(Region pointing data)
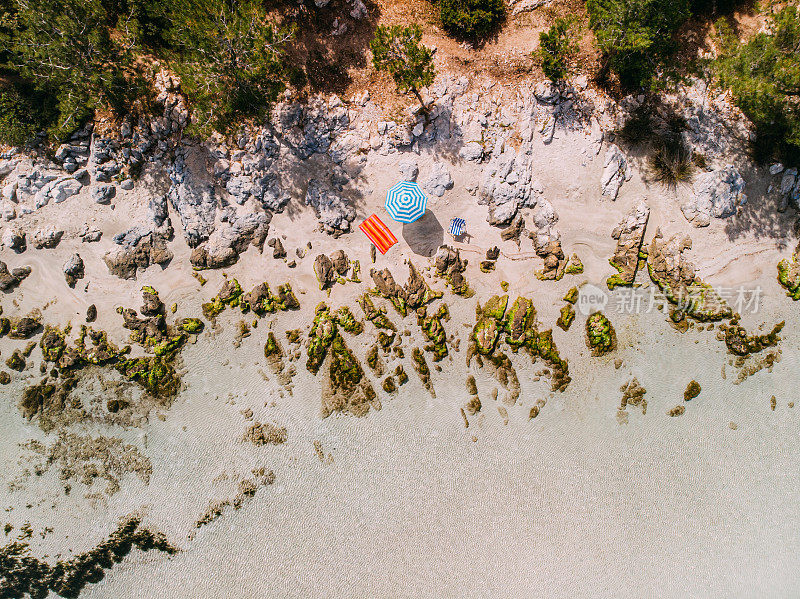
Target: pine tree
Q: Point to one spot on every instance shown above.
(399, 51)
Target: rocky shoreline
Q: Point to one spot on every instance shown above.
(145, 203)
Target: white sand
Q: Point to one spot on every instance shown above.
(570, 504)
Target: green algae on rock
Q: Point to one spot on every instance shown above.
(192, 326)
(16, 361)
(421, 366)
(567, 316)
(414, 294)
(692, 390)
(789, 275)
(741, 344)
(271, 347)
(349, 391)
(633, 395)
(24, 574)
(53, 343)
(376, 316)
(600, 335)
(434, 331)
(450, 266)
(676, 277)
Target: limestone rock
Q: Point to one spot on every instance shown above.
(717, 194)
(616, 171)
(629, 235)
(47, 238)
(73, 269)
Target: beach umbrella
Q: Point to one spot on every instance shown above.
(378, 233)
(405, 202)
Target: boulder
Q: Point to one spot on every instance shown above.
(616, 171)
(334, 212)
(717, 194)
(57, 191)
(472, 151)
(629, 235)
(73, 269)
(124, 260)
(408, 170)
(47, 238)
(102, 194)
(14, 239)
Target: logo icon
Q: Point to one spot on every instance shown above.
(591, 299)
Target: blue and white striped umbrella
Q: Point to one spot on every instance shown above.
(405, 202)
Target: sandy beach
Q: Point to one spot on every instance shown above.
(557, 493)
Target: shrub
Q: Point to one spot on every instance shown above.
(471, 19)
(671, 162)
(556, 48)
(763, 75)
(16, 127)
(635, 36)
(399, 51)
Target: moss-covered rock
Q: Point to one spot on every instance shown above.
(692, 390)
(789, 276)
(600, 335)
(53, 344)
(400, 373)
(740, 343)
(519, 323)
(567, 316)
(376, 316)
(154, 373)
(16, 361)
(323, 331)
(272, 348)
(192, 326)
(433, 329)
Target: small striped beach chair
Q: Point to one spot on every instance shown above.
(378, 233)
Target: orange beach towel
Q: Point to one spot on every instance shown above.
(378, 233)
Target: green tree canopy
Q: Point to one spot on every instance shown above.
(471, 19)
(63, 49)
(399, 51)
(557, 46)
(230, 57)
(635, 36)
(763, 75)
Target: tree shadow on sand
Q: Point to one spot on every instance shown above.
(760, 216)
(424, 235)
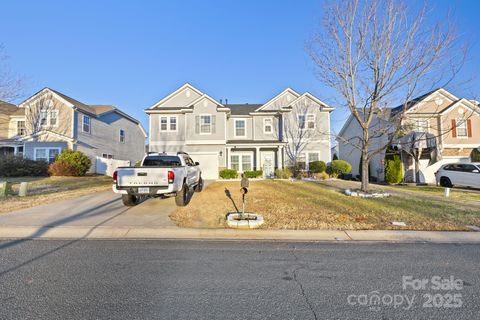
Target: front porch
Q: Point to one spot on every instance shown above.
(249, 156)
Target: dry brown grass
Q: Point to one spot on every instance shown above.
(310, 205)
(48, 190)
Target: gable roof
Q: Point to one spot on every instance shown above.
(7, 108)
(186, 85)
(243, 109)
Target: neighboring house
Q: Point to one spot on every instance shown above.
(291, 127)
(449, 123)
(49, 122)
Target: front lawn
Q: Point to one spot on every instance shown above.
(42, 190)
(312, 205)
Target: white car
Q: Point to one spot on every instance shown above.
(159, 175)
(459, 174)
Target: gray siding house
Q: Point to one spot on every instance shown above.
(49, 122)
(291, 127)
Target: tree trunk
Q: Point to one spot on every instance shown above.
(365, 173)
(365, 161)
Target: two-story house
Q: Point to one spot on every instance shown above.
(448, 124)
(291, 127)
(49, 122)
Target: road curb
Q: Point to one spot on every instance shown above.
(127, 233)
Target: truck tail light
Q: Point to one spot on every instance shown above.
(171, 176)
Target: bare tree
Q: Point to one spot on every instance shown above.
(374, 53)
(11, 85)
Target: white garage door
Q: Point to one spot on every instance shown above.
(208, 164)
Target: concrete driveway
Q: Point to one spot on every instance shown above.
(101, 209)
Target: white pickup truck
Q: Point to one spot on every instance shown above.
(159, 175)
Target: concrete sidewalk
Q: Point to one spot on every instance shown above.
(124, 233)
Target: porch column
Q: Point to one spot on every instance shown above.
(257, 157)
(228, 156)
(280, 158)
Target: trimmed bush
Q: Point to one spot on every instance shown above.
(14, 166)
(76, 159)
(62, 168)
(253, 174)
(394, 170)
(317, 166)
(321, 176)
(228, 174)
(284, 173)
(340, 167)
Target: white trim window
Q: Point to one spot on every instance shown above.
(46, 154)
(121, 136)
(21, 129)
(241, 162)
(86, 123)
(43, 118)
(268, 125)
(205, 124)
(240, 128)
(53, 118)
(421, 125)
(48, 118)
(462, 130)
(168, 124)
(306, 121)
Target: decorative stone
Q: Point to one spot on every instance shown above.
(22, 191)
(247, 220)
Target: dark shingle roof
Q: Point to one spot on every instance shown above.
(243, 109)
(7, 108)
(411, 103)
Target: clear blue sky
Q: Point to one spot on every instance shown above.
(132, 53)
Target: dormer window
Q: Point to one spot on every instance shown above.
(268, 125)
(86, 124)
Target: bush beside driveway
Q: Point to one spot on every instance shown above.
(43, 190)
(321, 205)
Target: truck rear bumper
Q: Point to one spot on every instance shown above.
(153, 190)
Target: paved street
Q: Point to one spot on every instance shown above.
(46, 279)
(94, 210)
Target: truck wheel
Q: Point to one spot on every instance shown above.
(181, 197)
(199, 186)
(129, 200)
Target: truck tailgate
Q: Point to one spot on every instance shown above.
(142, 177)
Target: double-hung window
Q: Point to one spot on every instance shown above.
(46, 154)
(168, 123)
(205, 124)
(306, 121)
(43, 118)
(53, 118)
(241, 162)
(240, 128)
(21, 129)
(268, 125)
(86, 124)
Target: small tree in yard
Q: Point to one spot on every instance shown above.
(379, 53)
(340, 167)
(317, 166)
(394, 170)
(73, 159)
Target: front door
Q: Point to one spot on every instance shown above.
(268, 164)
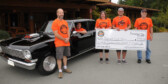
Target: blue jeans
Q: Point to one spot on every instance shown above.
(148, 52)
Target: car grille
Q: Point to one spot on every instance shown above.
(13, 52)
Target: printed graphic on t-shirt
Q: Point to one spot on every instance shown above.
(103, 24)
(63, 29)
(121, 23)
(144, 25)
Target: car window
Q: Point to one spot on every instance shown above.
(83, 25)
(91, 25)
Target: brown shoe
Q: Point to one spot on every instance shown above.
(60, 75)
(67, 71)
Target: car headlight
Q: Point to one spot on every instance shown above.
(27, 54)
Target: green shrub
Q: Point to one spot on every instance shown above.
(162, 29)
(155, 29)
(4, 34)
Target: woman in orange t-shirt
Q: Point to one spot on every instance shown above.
(124, 23)
(78, 29)
(103, 23)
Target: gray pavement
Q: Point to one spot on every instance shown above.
(87, 69)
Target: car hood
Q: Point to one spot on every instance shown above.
(27, 41)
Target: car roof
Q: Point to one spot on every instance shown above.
(77, 20)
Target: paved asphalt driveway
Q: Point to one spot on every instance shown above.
(87, 69)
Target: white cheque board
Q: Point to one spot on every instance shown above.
(121, 40)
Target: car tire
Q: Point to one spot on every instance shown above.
(47, 65)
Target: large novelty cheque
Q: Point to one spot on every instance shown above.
(121, 40)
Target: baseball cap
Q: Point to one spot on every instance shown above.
(143, 10)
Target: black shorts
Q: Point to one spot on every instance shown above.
(101, 50)
(62, 51)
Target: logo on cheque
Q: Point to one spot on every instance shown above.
(100, 33)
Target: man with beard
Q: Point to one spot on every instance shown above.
(145, 23)
(62, 44)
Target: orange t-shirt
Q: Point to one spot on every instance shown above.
(61, 26)
(103, 23)
(144, 24)
(81, 29)
(121, 22)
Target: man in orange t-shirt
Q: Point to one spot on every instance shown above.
(145, 23)
(78, 29)
(103, 23)
(124, 23)
(62, 44)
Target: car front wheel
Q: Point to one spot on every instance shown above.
(47, 65)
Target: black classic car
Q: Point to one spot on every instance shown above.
(37, 50)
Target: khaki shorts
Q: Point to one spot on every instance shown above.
(62, 51)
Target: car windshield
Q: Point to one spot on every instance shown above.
(49, 30)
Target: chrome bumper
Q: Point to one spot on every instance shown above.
(29, 66)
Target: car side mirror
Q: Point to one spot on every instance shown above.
(74, 32)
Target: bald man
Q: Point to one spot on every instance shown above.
(62, 44)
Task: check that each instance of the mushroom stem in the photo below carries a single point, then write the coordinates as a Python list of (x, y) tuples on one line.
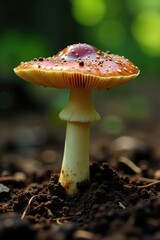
[(75, 165), (79, 113)]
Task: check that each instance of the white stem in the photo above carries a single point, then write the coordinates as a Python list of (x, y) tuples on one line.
[(79, 107), (75, 165), (78, 113)]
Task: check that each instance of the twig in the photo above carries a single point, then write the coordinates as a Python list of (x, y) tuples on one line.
[(130, 164), (27, 207), (10, 180), (145, 186)]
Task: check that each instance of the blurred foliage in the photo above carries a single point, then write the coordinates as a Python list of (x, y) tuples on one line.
[(128, 27)]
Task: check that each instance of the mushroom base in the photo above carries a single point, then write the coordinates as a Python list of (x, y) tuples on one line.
[(75, 165)]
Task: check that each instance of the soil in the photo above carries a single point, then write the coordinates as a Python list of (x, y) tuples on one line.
[(120, 202)]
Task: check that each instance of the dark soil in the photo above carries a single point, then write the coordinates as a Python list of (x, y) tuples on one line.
[(120, 202)]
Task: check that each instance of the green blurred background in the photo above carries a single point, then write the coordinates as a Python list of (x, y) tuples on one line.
[(42, 28)]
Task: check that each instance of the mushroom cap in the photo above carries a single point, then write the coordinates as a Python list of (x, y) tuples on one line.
[(79, 66)]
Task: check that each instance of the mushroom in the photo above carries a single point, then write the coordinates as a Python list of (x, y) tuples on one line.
[(81, 68)]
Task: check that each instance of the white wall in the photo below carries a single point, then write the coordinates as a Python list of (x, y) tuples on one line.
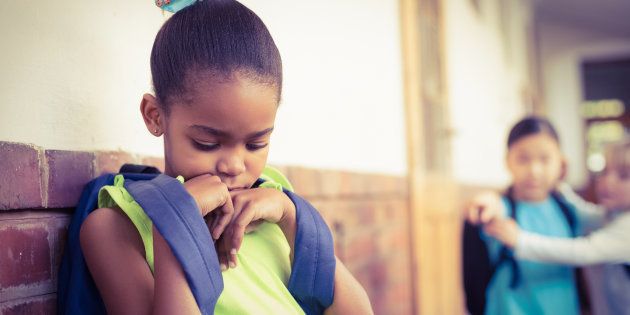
[(488, 75), (563, 48), (73, 73)]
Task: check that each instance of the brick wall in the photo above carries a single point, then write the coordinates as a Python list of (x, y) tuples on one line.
[(367, 213)]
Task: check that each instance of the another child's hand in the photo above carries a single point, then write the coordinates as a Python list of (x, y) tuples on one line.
[(251, 207), (211, 194), (504, 230), (485, 207)]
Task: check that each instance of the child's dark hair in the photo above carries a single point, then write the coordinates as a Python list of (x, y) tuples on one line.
[(216, 37), (529, 126)]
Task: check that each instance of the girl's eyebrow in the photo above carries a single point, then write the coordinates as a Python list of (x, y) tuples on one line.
[(220, 133)]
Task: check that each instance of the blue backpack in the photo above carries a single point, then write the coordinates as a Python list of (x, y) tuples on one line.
[(312, 276)]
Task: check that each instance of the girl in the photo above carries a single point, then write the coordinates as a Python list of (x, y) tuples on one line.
[(607, 245), (217, 76), (514, 286)]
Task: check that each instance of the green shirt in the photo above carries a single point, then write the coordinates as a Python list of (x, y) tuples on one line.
[(259, 284)]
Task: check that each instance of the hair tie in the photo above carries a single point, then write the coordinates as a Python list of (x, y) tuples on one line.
[(174, 5)]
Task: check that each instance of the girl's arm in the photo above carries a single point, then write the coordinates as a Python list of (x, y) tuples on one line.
[(114, 255), (350, 297), (606, 245), (172, 293)]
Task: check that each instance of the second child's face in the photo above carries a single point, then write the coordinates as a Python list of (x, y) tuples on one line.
[(535, 163), (223, 129)]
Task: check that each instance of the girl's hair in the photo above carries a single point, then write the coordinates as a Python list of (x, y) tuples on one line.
[(219, 38), (618, 157), (529, 126)]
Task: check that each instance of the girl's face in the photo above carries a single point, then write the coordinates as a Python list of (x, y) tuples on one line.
[(536, 165), (613, 189), (222, 129)]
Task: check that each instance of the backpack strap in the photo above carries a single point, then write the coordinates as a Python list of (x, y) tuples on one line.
[(138, 169), (476, 269), (506, 255), (567, 211)]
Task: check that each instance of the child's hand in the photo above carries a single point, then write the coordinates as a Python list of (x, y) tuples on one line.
[(251, 207), (505, 230), (211, 194), (485, 207)]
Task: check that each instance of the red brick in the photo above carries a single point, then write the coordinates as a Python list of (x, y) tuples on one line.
[(360, 246), (111, 161), (25, 255), (20, 180), (39, 236), (353, 184), (68, 172), (46, 304)]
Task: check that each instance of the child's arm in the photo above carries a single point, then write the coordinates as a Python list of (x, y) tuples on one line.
[(263, 203), (172, 293), (485, 207), (350, 297), (115, 254), (606, 245)]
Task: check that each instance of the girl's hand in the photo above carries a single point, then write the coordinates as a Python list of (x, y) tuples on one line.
[(251, 207), (485, 207), (505, 230), (211, 194)]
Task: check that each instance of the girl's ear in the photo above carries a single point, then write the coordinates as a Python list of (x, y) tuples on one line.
[(152, 114)]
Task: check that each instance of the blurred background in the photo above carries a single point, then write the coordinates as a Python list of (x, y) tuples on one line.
[(394, 112)]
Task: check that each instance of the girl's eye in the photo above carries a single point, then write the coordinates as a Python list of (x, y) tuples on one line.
[(205, 146), (255, 146)]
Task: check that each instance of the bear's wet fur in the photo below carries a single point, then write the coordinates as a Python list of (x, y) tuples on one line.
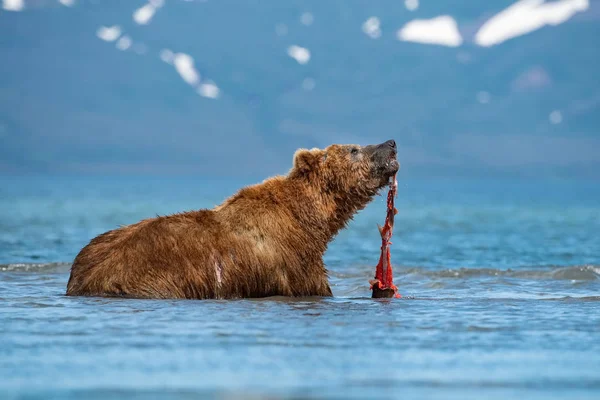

* [Task objective] Leave out any pictures, please, and quote only the lines from the top of the data through the line that contains "Target: green algae on rock".

* [Your solution]
Target: pine tree
Q: Point to one spot on every instance shown above.
(399, 51)
Target: rocky shoreline
Q: Point to one spot on every instance shown above.
(145, 203)
Target: white sand
Q: Point to one spot on every instance shown above.
(570, 504)
Target: green algae on rock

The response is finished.